**Exercise details**
Can you copy the entries below verbatim, from the line containing "Where can the white" through the final entry, with both ends included?
★ ★ ★ ★
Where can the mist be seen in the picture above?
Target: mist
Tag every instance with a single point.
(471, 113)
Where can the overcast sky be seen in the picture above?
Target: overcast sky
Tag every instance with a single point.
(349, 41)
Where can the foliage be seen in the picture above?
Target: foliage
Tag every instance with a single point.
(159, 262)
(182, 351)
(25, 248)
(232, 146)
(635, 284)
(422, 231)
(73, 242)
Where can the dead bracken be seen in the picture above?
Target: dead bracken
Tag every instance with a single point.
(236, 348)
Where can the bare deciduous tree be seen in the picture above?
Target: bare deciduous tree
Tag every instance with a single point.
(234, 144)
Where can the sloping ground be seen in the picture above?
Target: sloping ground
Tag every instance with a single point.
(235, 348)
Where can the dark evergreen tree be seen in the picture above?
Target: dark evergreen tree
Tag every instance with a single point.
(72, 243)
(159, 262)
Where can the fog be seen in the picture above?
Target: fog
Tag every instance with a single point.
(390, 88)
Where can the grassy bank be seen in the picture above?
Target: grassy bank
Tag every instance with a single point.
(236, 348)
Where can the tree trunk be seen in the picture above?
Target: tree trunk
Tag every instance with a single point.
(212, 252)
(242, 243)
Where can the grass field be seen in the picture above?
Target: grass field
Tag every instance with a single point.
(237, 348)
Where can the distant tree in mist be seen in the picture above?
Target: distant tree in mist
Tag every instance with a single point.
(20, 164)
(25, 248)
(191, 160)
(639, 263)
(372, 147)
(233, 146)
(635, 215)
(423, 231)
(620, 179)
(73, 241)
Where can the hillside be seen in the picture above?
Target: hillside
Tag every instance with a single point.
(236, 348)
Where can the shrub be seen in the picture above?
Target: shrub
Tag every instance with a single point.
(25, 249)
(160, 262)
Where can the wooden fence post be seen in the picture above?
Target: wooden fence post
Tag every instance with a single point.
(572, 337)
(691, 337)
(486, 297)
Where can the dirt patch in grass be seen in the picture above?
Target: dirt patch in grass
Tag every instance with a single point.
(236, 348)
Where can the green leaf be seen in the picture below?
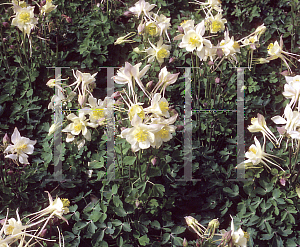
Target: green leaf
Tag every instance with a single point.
(143, 240)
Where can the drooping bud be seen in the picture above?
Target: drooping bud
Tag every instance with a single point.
(5, 24)
(184, 243)
(6, 139)
(153, 161)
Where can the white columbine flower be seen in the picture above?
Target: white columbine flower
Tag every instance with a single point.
(160, 52)
(24, 19)
(141, 136)
(129, 72)
(22, 146)
(142, 7)
(79, 124)
(292, 90)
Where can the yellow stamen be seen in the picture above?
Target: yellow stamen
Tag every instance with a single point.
(141, 135)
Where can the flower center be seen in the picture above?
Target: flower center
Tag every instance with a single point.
(151, 29)
(163, 133)
(253, 150)
(194, 41)
(9, 229)
(216, 26)
(136, 109)
(78, 127)
(25, 17)
(141, 135)
(270, 46)
(164, 106)
(98, 113)
(162, 53)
★ ★ ★ ★
**Solution**
Where can the white columbine flower be seen in the picture above?
Target: white columbine flower
Tag every instance with a single point.
(160, 52)
(24, 19)
(141, 136)
(129, 72)
(22, 146)
(142, 7)
(79, 124)
(292, 90)
Where can the yellow stamen be seen in the picture above?
Target: yellow stamen
Tag every instance with a single point.
(141, 135)
Where can the flower center be seen in the picture above?
Target: flower center
Tag every instance with a single point.
(151, 29)
(163, 133)
(253, 150)
(194, 41)
(9, 229)
(216, 26)
(136, 109)
(78, 127)
(25, 17)
(141, 135)
(270, 46)
(164, 106)
(98, 113)
(162, 53)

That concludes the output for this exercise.